▶ **Texte source**:
Fabienne Lacroix à Brignoles
| 09.03.12 | 13h02 • Mis à jour le 10.03.12 |
23h10
A 57 ans, Fabienne Lacroix ne se souvient pas d'avoir passé un jour sans la compagnie d'un artiste... "A commencer par mon premier mari, sculpteur,
s'amuse-t-elle. Et pourtant, je suis entrée en culture par la gestion et la comptabilité. Mais j'ai vite compris que je pouvais aider les artistes, mettre à leur disposition toutes les
ficelles du développement culturel, défendre leurs droits d'auteur, monter des dossiers et bien sûr organiser des rencontres, des expositions, des concerts..."
Cette femme débordante d'énergie a installé l'art modeste - référence au Musée des arts modestes de Sète - face au Palais des comtes de Provence, à Brignoles, dans
le Var. Créé en décembre 2011, son Bazar du Lézard est un lieu culturel qui a pour vocation d'accueillir de jeunes artistes. Mais plus encore d'être un solide maillon entre l'art et la
population la plus large. "La culture n'est pas réservée à l'élite : elle doit toucher le plus grand nombre, permettre les rencontres et les échanges, et de mieux vivre
ensemble."

▶ **Données**:
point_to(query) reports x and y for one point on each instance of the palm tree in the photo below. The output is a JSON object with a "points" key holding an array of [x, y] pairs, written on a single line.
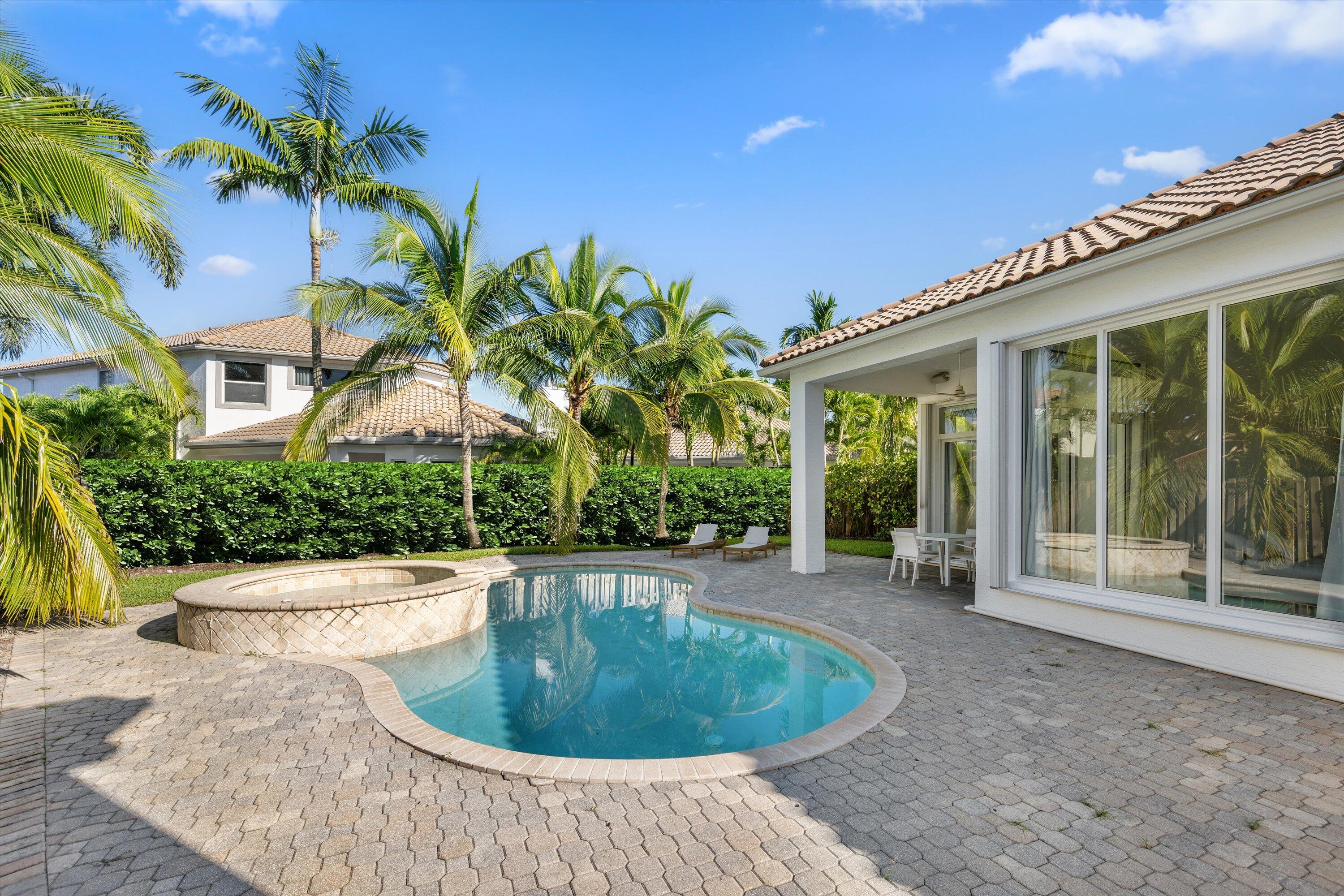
{"points": [[580, 332], [851, 422], [112, 422], [306, 155], [682, 369], [77, 182], [822, 312], [1284, 388], [451, 308]]}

▶ **Objectif**:
Réécrivez sous forme de liste le paragraphe du texte source qui commence par « Cette femme débordante d'énergie », en conservant ses faits principaux.

▶ **Réponse complète**:
- Fabienne Lacroix a installé l'art modeste face au Palais des comtes de Provence, à Brignoles, dans le Var. L'expression fait référence au Musée des arts modestes de Sète.
- Son Bazar du Lézard, créé en décembre 2011, est un lieu culturel destiné à accueillir de jeunes artistes.
- Ce lieu veut surtout être un solide maillon entre l'art et la population la plus large.
- Selon elle, la culture n'est pas réservée à l'élite. Elle doit toucher le plus grand nombre, permettre les rencontres et les échanges, et aider à mieux vivre ensemble.